__PROBLEM STATEMENT__. Starting at the line with "Query: arid soil" and ending at the line with "351, row 230.", print exactly the lines of the entries below. Pictures do not belong in the copy.

Segment Start: INFORMATION PROVIDED

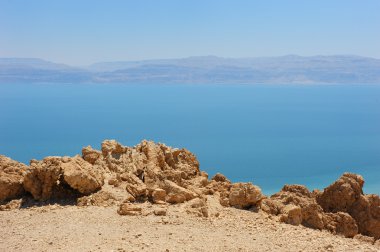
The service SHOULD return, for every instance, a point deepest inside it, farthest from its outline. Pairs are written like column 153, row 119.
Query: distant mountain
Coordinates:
column 208, row 69
column 38, row 70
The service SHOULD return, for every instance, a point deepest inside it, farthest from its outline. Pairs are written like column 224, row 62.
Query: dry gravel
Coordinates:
column 72, row 228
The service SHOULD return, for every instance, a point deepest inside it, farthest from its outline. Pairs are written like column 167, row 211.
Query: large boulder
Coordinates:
column 81, row 176
column 295, row 205
column 245, row 195
column 11, row 178
column 42, row 177
column 346, row 195
column 295, row 195
column 52, row 174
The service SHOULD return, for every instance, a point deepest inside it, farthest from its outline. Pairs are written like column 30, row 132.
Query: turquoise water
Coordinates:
column 270, row 135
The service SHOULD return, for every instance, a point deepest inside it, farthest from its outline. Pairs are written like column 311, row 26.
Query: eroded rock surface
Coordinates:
column 346, row 195
column 11, row 178
column 295, row 205
column 147, row 178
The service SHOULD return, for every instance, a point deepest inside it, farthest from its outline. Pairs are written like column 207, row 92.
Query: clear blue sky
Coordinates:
column 84, row 31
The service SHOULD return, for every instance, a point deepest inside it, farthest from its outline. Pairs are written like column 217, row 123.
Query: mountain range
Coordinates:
column 289, row 69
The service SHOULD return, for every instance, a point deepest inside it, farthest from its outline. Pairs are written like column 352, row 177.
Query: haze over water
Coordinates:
column 268, row 134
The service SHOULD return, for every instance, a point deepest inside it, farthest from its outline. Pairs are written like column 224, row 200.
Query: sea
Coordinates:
column 269, row 135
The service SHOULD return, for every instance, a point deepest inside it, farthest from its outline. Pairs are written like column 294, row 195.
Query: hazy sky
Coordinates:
column 84, row 31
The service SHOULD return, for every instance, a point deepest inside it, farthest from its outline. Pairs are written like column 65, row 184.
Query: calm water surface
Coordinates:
column 270, row 135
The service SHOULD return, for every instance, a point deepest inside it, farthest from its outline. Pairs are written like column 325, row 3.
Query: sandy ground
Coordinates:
column 72, row 228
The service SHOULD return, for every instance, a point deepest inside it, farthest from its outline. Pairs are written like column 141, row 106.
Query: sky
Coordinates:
column 81, row 32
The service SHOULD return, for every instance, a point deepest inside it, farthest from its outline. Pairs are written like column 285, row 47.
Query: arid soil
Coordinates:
column 72, row 228
column 154, row 197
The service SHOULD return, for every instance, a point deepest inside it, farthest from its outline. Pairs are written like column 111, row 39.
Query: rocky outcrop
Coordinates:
column 52, row 175
column 346, row 195
column 150, row 173
column 245, row 195
column 295, row 205
column 11, row 178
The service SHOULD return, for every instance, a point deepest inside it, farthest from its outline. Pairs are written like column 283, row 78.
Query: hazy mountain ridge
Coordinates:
column 205, row 69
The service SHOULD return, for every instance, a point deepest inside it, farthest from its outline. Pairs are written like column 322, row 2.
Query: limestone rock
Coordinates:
column 342, row 194
column 346, row 195
column 90, row 155
column 219, row 178
column 245, row 195
column 129, row 209
column 198, row 207
column 295, row 195
column 11, row 178
column 100, row 198
column 160, row 211
column 42, row 177
column 341, row 223
column 291, row 214
column 176, row 194
column 159, row 196
column 52, row 174
column 81, row 176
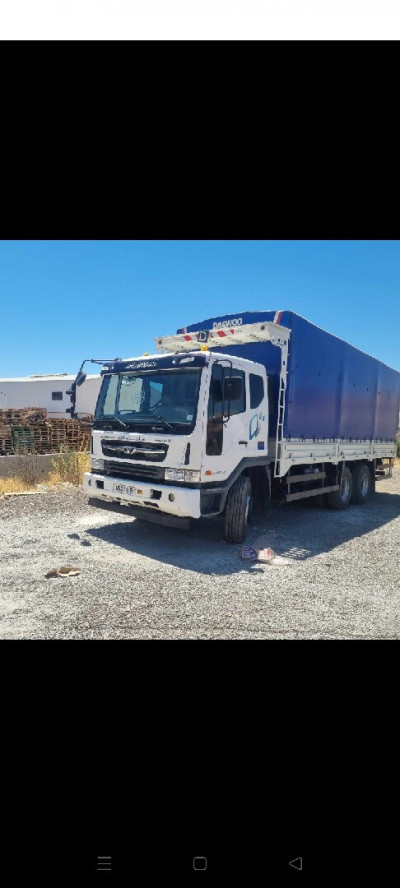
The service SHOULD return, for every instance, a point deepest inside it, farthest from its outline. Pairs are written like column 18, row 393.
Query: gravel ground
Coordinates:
column 341, row 578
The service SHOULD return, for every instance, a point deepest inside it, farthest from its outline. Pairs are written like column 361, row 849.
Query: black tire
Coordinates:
column 321, row 502
column 237, row 510
column 340, row 499
column 362, row 484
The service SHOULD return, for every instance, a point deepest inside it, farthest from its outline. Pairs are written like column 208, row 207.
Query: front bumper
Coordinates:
column 153, row 498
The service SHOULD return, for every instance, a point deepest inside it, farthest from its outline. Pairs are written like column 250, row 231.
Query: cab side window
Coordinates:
column 214, row 420
column 256, row 390
column 235, row 404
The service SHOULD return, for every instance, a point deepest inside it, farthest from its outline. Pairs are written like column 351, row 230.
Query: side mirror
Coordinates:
column 80, row 378
column 233, row 388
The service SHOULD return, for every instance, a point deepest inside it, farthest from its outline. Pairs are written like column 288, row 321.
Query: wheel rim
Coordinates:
column 364, row 483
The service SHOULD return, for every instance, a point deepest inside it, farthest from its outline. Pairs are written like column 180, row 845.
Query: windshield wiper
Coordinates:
column 111, row 420
column 161, row 419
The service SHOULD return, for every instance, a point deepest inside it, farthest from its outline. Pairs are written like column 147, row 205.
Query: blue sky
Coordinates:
column 62, row 301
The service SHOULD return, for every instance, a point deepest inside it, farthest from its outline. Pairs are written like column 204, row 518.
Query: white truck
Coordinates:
column 232, row 412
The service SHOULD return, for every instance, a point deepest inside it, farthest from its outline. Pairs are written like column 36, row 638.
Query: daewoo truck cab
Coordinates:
column 234, row 411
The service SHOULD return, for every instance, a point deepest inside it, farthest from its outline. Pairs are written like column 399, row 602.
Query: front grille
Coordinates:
column 136, row 473
column 135, row 450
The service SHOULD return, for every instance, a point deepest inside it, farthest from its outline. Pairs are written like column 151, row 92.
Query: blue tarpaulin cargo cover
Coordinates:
column 334, row 391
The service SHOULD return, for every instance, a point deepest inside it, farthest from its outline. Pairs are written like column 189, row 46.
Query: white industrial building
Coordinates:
column 50, row 392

Segment End: INFORMATION PROVIDED

__EXPECTED OUTPUT__.
Query: arid soil
Coordinates:
column 72, row 228
column 154, row 197
The service SHOULD return, for every instance, a point deepest inside it, farthest from its outline. Pairs are written like column 111, row 39.
Query: rocky outcrop
Coordinates:
column 52, row 175
column 346, row 195
column 150, row 173
column 245, row 195
column 295, row 205
column 11, row 178
The service SHOULD return, for every instance, a point deepest inside it, farthest from its outline. Pairs are written like column 283, row 78.
Query: hazy mountain ridge
Coordinates:
column 205, row 69
The service SHOULD return, for every instance, a point deepest inside it, farthest from its outline. Pairs are written like column 322, row 2.
Query: limestone rock
Coordinates:
column 342, row 194
column 346, row 195
column 90, row 155
column 219, row 178
column 245, row 195
column 129, row 209
column 198, row 207
column 295, row 195
column 11, row 178
column 100, row 198
column 160, row 211
column 42, row 177
column 341, row 223
column 291, row 214
column 176, row 194
column 159, row 196
column 52, row 174
column 81, row 176
The service SHOULD return, for every instance, a point deepest inside it, farthest from its outline. Pairs are written like column 18, row 393.
Query: gravel ground
Coordinates:
column 341, row 578
The service SHOULD return, for every instance, a point deepest inside it, farthest from its outline. Pairs are written like column 361, row 849.
Query: black tire
Coordinates:
column 321, row 502
column 237, row 510
column 340, row 499
column 362, row 484
The service SHOULD return, for every instance, a point deepest inside it, farthest from its outline. Pairs are written like column 208, row 207.
Query: front bumper
Coordinates:
column 153, row 498
The service SHOULD return, for every instance, a point deepest inside it, farthest from its outline. Pairs are written like column 250, row 231.
Query: cab side window
Coordinates:
column 214, row 420
column 256, row 390
column 235, row 404
The service SHOULD return, for every instance, a point deepest inside it, farthest from its outline. Pairs are written like column 351, row 230.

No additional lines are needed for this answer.